**OBJECTIVE:** Rewrite the records below with "keypoint" replaced by "marker" and everything else unchanged. Leave the pictures out.

**THE INPUT:**
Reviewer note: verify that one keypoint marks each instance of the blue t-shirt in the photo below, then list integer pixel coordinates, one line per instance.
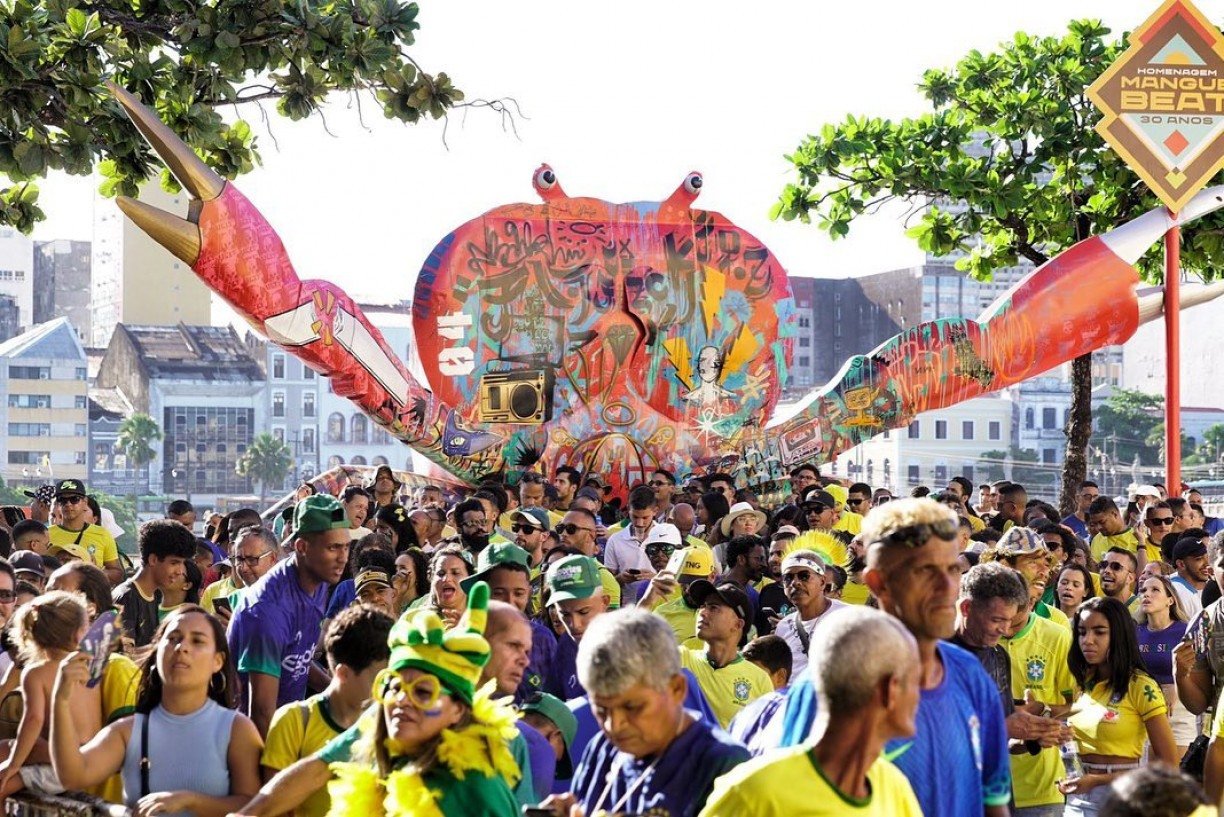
(274, 630)
(586, 730)
(750, 725)
(677, 786)
(957, 760)
(1076, 524)
(544, 651)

**WRITTEN ANSWER:**
Reviewer note: verify that one marker marks each instance of the blue t-shirt in the photo below, then list integer pixel coordinates, one line per instance.
(274, 630)
(586, 730)
(750, 725)
(677, 786)
(957, 760)
(1076, 524)
(544, 651)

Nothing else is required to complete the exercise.